● **Work request**: The lines to copy run from the one containing "Could you please point to the white" through the last line of the listing; copy them exactly and nothing more.
◇ ◇ ◇ ◇ ◇
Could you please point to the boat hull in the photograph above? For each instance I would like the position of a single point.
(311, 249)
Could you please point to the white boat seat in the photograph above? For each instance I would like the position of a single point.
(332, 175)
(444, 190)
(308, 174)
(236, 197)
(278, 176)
◇ ◇ ◇ ◇ ◇
● **Answer space**:
Could you please point to the white boat seat in the photograph above? For each instance I would like the position of a single point.
(332, 175)
(444, 190)
(308, 174)
(236, 197)
(278, 176)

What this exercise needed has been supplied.